All lines below containing the string "instance" are to be copied.

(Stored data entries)
+++++
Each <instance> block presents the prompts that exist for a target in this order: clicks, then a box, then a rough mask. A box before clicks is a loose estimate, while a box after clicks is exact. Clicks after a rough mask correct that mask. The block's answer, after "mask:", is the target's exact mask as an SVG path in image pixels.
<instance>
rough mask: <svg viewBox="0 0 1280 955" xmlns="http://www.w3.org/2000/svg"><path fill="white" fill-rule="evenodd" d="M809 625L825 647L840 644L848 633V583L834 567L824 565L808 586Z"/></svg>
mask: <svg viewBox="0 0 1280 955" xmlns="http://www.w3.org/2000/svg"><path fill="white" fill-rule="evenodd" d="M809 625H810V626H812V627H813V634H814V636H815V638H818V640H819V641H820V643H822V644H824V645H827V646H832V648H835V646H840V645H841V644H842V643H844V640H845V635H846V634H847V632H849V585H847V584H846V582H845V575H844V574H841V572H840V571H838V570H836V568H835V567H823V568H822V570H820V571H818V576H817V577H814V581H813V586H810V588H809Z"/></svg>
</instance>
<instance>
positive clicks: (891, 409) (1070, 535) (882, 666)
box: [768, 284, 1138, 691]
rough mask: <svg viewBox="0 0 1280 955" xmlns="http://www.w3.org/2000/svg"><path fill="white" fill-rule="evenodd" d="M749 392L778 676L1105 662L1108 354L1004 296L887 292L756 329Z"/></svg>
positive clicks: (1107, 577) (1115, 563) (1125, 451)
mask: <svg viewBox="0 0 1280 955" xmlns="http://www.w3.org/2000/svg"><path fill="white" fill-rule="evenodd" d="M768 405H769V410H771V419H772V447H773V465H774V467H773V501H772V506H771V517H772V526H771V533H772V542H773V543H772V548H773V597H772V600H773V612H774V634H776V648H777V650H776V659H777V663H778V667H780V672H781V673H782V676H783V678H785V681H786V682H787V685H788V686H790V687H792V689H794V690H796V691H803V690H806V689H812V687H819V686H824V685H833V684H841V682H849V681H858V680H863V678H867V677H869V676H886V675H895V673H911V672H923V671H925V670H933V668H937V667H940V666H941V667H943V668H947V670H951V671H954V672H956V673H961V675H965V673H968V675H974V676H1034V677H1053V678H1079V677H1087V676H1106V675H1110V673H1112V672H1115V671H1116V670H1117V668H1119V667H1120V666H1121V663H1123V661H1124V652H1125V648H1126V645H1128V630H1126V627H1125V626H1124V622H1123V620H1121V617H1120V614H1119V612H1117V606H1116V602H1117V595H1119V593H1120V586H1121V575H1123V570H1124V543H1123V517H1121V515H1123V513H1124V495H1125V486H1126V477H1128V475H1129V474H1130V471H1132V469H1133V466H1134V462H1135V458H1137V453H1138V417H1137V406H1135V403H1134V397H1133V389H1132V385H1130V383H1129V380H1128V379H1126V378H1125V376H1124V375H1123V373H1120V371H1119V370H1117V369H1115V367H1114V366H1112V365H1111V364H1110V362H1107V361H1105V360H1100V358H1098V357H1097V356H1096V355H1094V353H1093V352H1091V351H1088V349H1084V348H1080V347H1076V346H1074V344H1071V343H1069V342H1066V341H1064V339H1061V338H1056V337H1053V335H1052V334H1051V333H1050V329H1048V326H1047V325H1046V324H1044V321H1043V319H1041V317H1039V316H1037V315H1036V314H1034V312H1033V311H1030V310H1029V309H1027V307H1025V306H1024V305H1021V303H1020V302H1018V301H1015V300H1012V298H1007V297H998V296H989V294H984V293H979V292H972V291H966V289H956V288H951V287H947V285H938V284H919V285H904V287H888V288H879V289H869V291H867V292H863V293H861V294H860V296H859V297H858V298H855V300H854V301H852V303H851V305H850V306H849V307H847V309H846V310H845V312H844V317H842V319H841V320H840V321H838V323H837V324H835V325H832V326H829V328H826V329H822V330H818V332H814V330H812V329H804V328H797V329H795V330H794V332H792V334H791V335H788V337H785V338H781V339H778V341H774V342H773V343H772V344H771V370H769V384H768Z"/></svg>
+++++
- [Solution to this exercise]:
Each <instance> block presents the prompts that exist for a target in this order: clicks, then a box, then a rough mask. A box before clicks is a loose estimate, while a box after clicks is exact. Clicks after a rough mask correct that mask. The block's answer, after "mask:", is the target's exact mask as an SVG path in image pixels.
<instance>
</instance>
<instance>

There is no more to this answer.